** start of Text section **

If modern masters are so much in advance of the old ones, why do they not restore to us the lost arts of our postdiluvian forefathers? Why do they not give us the unfading colors of Luxor — the Tyrian purple; the bright vermilion and dazzling blue which decorate the walls of this place, and are as bright as on the first day of their application? The indestructible cement of the pyramids and of ancient aqueducts; the Damascus blade, which can be turned like a corkscrew in its scabbard without breaking; the gorgeous, unparalleled tints of the stained glass that is found amid the dust of old ruins and beams in the windows of ancient cathedrals; and the secret of the true malleable glass? And if chemistry is so little able to rival even with the early mediaeval ages in some arts, why boast of achievements which, according to strong probability, were perfectly known thousands of years ago? The more archaeology and philology advance, the more humiliating to our pride are the discoveries which are daily made, the more glorious testimony do they bear in behalf of those who, perhaps on account of the distance of their remote antiquity, have been until now considered ignorant flounderers in the deepest mire of superstition.

** end of Text section **

• **Exercise aim**:
In the passage on the lost arts of antiquity, what can the Damascus blade be turned like in its scabbard without breaking?

** start of Provided data **

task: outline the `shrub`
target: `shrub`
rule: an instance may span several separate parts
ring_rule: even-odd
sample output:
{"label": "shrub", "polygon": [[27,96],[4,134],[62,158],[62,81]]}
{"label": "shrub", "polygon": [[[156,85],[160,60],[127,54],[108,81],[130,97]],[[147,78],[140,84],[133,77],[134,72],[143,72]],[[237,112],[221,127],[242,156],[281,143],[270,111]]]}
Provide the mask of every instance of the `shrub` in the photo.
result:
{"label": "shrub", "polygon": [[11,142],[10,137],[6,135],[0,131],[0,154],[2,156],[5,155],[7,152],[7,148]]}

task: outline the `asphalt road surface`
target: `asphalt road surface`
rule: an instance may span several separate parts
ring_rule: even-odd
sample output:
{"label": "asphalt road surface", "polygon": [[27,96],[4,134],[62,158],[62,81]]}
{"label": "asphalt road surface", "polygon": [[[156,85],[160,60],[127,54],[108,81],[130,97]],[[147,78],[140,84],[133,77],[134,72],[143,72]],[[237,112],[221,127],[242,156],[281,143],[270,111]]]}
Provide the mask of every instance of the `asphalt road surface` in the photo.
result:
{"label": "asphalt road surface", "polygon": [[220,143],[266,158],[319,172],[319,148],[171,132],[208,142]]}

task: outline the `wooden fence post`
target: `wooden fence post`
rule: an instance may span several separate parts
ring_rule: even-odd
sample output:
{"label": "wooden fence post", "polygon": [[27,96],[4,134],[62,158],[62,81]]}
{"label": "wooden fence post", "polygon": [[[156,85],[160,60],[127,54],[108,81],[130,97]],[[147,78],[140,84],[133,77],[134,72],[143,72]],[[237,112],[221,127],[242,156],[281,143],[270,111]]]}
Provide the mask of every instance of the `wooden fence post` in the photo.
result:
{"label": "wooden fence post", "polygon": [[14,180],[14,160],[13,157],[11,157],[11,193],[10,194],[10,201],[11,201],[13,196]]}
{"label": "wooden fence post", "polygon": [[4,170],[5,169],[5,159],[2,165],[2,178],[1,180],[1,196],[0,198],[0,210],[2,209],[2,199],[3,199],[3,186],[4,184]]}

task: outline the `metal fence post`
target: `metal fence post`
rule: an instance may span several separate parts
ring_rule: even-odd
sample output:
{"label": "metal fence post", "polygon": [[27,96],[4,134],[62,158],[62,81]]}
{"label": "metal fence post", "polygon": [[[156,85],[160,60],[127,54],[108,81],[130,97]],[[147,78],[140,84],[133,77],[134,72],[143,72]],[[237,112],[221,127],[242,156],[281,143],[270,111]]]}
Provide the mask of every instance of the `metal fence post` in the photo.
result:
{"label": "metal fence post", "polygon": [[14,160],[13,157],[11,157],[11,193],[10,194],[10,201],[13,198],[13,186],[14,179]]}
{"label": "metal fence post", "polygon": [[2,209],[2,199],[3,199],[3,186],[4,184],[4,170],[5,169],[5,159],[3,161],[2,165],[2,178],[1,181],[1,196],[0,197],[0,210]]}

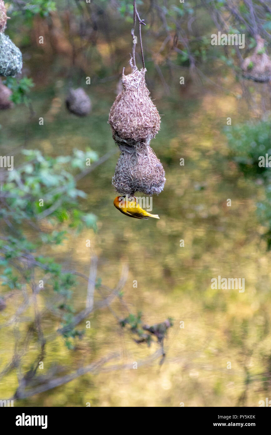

** end of Provided data **

• **Full output**:
A corkscrew.